* Begin Records for the exercise *
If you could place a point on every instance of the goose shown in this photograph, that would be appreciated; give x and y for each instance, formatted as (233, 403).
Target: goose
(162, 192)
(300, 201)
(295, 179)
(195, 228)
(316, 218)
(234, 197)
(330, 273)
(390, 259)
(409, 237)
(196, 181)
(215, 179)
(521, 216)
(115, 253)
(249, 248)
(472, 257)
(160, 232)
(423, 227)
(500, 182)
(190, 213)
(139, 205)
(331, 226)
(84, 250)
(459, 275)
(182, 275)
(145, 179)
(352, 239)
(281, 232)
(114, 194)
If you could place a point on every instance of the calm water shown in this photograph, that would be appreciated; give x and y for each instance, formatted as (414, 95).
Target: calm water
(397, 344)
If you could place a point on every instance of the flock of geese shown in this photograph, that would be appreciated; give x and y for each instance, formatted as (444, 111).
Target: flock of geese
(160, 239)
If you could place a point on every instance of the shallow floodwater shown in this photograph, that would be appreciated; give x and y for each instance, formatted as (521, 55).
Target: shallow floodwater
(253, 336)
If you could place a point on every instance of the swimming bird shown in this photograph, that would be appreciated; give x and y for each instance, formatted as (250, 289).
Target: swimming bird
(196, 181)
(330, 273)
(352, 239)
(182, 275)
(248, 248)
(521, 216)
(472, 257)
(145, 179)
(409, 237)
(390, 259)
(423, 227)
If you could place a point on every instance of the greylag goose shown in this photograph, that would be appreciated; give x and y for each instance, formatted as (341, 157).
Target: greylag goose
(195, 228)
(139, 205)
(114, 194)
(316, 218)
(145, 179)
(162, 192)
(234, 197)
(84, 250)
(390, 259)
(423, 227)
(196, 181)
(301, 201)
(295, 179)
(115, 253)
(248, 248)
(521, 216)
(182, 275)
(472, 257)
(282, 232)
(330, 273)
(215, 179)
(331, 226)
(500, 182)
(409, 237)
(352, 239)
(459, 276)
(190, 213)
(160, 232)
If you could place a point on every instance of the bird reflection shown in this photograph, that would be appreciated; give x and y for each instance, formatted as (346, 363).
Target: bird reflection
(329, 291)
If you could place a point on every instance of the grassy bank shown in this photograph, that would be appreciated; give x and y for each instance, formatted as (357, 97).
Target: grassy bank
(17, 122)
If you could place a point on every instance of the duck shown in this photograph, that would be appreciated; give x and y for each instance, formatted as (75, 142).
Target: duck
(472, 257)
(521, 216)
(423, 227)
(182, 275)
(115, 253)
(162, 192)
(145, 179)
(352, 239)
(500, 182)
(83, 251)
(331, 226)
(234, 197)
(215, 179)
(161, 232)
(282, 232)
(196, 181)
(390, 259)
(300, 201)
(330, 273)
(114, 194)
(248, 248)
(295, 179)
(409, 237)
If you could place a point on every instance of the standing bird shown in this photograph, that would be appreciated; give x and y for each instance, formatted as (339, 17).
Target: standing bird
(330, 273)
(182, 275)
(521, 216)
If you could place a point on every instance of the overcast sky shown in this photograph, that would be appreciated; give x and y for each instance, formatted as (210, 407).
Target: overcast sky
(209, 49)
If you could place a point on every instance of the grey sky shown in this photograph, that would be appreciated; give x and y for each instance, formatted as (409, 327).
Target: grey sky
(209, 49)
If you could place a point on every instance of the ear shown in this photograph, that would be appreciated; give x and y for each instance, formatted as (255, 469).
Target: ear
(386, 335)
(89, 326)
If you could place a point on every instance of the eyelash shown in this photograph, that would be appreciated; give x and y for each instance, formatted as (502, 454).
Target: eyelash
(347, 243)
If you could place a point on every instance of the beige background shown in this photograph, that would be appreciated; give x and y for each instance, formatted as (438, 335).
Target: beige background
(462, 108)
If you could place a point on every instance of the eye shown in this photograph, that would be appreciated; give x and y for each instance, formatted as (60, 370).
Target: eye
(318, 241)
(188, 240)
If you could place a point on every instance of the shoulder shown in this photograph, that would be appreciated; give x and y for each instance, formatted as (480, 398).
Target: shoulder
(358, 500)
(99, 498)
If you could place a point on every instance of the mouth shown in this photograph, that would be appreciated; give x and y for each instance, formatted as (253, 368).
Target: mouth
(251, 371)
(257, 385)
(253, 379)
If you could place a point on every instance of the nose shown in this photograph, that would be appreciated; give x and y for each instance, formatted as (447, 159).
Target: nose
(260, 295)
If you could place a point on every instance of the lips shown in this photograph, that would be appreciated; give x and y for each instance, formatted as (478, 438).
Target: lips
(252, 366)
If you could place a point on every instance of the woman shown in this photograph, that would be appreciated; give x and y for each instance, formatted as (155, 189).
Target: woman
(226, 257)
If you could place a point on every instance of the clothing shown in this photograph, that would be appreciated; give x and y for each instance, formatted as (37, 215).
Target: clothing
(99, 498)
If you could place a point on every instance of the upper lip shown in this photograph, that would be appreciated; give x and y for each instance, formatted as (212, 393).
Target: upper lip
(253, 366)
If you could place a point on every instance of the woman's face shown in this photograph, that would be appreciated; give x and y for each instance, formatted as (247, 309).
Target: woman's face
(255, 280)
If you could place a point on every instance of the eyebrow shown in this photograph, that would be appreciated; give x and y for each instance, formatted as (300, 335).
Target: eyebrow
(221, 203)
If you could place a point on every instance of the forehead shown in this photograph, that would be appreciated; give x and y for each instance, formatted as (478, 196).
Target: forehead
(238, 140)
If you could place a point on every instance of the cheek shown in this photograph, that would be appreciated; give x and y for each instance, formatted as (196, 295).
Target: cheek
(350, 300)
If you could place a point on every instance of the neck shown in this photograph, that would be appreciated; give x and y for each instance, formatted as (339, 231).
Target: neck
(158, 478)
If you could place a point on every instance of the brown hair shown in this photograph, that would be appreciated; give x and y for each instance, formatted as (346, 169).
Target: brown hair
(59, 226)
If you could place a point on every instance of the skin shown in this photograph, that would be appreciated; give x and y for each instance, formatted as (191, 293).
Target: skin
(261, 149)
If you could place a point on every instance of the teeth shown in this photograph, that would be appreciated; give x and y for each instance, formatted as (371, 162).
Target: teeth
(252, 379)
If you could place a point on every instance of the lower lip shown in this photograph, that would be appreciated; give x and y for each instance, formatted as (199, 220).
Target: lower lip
* End Records for the exercise *
• **Challenge**
Send back every record, precisely as written.

• **Output for this task**
If you could place a point on every instance of the goose shown in this photograph, that would be appreciated; give x and y for each instance, formatted as (233, 403).
Target: goose
(162, 192)
(300, 201)
(295, 179)
(195, 228)
(316, 218)
(234, 197)
(330, 273)
(390, 259)
(409, 237)
(196, 181)
(215, 179)
(521, 216)
(115, 253)
(249, 248)
(472, 257)
(160, 232)
(423, 227)
(500, 182)
(190, 213)
(139, 205)
(331, 226)
(84, 250)
(459, 275)
(182, 275)
(145, 179)
(352, 239)
(281, 232)
(114, 194)
If you could place a point on every instance of the calm water shown in this photograph, that would be appreciated; give x and y for each instance, formatted as (414, 95).
Target: calm water
(397, 344)
If you could place a point on every instance of the flock of geese shown in this photograph, that would be appreciated; give x and y for each instance, formatted as (444, 111).
Target: flock of geese
(160, 239)
If you could place a point on every instance of the shallow floodwater shown in this photograph, that would be appreciated; give x and y for each instance, formatted as (521, 55).
Target: shallow floodwater
(253, 336)
If you could place a point on every instance of the swimming bird shown in this photograph, that would be appreciated; give x and y for each instance, formatted as (250, 289).
Target: swimming bird
(196, 181)
(330, 273)
(352, 239)
(182, 275)
(248, 248)
(521, 216)
(472, 257)
(145, 179)
(409, 237)
(390, 259)
(423, 227)
If you could place a point on every instance of the greylag goose shown in this photograph, that would be appreciated; give x and y for each instance, formatted as (341, 157).
Target: greylag goose
(195, 228)
(139, 205)
(114, 194)
(316, 218)
(145, 179)
(162, 192)
(234, 197)
(84, 250)
(390, 259)
(423, 227)
(196, 181)
(301, 201)
(295, 179)
(115, 253)
(248, 248)
(521, 216)
(182, 275)
(472, 257)
(282, 232)
(330, 273)
(215, 179)
(331, 226)
(500, 182)
(409, 237)
(352, 239)
(459, 276)
(190, 213)
(160, 232)
If you could place a point on every instance of the bird reflection shown in this photograph, that would be appreciated; give x and y for each instance, formatted as (346, 363).
Target: bird reflection
(329, 291)
If you could place a point on every instance of the grassy bank shown in this photograph, that would be appreciated; give x and y for each instance, formatted as (357, 97).
Target: grassy bank
(17, 122)
If you could place a point on every instance of the duck shown in this photograph, that would be appreciated; give x and y for each instance, formatted as (75, 142).
Target: duck
(472, 257)
(521, 216)
(423, 227)
(182, 275)
(115, 253)
(162, 192)
(145, 179)
(352, 239)
(500, 182)
(83, 251)
(331, 226)
(234, 197)
(215, 179)
(161, 232)
(282, 232)
(196, 181)
(390, 259)
(300, 201)
(330, 273)
(114, 194)
(248, 248)
(295, 179)
(409, 237)
If you could place a point on every instance of the standing bird shown in this photograph, that would be appreciated; give x and y for each instance, formatted as (339, 17).
Target: standing bird
(330, 273)
(182, 275)
(521, 216)
If you could place a point on every instance of the overcast sky shown in this photograph, that would be appreciated; give x and y for each instance, formatted as (210, 407).
Target: overcast sky
(209, 49)
If you could place a point on every instance of the grey sky shown in this photograph, that would be appreciated; give x and y for each instance, formatted as (409, 327).
Target: grey sky
(209, 49)
If you could place a point on every instance of the ear shown in this photograph, that would be appreciated; give x and y for each instance, formatted as (255, 469).
Target: ear
(386, 335)
(89, 326)
If you could place a point on every instance of the eyelash shown in this photograph, that would be appreciated; give x and y for each instance, formatted as (502, 454).
Target: eyelash
(347, 243)
If you could place a point on every instance of the beige background shown in this photograph, that would be appreciated; give x and y for each instance, formatted as (438, 335).
Target: beige background
(462, 108)
If you could place a point on every instance of the eye shown in this photograph, that would be appreciated; give x and y for each instance, formatted as (60, 370).
Target: eye
(318, 241)
(188, 240)
If you could place a point on every instance of the shoulder shown in this photograph, that would be appreciated; give x and y for each instance, formatted as (480, 398).
Target: shoulder
(358, 500)
(99, 498)
If you could place a point on every instance of the mouth shown in this photograph, that would be appreciated; give x and y for each instance, formatted as (253, 368).
Target: mouth
(251, 371)
(257, 385)
(253, 379)
If you could place a point on every instance of the nose shown in this photograph, that would be appreciated; give x and y for each instance, formatted as (447, 159).
Target: nose
(260, 295)
If you could place a point on every instance of the lips shown in this photograph, that would be appreciated; give x and y for each instance, formatted as (478, 438).
Target: lips
(252, 366)
If you could place a point on every instance of the woman shown in this photograph, that would be appreciated; give x and y for each instance, formatted as (155, 189).
Target: woman
(226, 257)
If you could place a point on every instance of the clothing shown in this photograph, that would be appreciated; give x and y for each instance, formatted as (37, 215).
Target: clothing
(99, 498)
If you could place a point on every instance of the upper lip shown in this photograph, that would be appreciated; give x and y for each instance, formatted as (212, 393).
Target: upper lip
(253, 366)
If you could place a point on every instance of the woman's face shown in this photograph, that would be appreciated; give x and y for each instance, formatted as (247, 309).
Target: woman's face
(255, 280)
If you could place a point on every instance of the eyebrow shown in this photograph, that would be appreciated; give x and y for each instance, formatted as (300, 335).
Target: eyebrow
(221, 203)
If you could place a point on every instance of the forehead shown in this photograph, that would be appreciated; give x and y for each instance, formatted as (478, 196).
Target: forehead
(238, 140)
If you could place a point on every instance of the cheek shown in this photograph, that would be appreciated; give x and y for each instance, formatted as (196, 295).
Target: cheek
(350, 300)
If you could place a point on every instance of the neck shown in this photograph, that would be appreciated; give x and y for each instance, formatted as (339, 231).
Target: neck
(158, 478)
If you could place a point on every instance of the brown hair shown in this photograph, that would be appreciated; give x and y for each instance, formatted as (346, 169).
Target: brown hair
(59, 226)
If you could place a point on every instance of the skin shown in this photograph, that would be appreciated; give x and y for each instance, formatted as (191, 293).
Target: skin
(261, 149)
If you could place a point on every instance of the teeth shown in this photograph, that would be appreciated; give x and y for each instance, formatted as (371, 162).
Target: teeth
(252, 379)
If you could place a point on every instance of the lower lip shown in this photograph, that would be appreciated; give x and y for each instance, formatted as (199, 220).
Target: lower lip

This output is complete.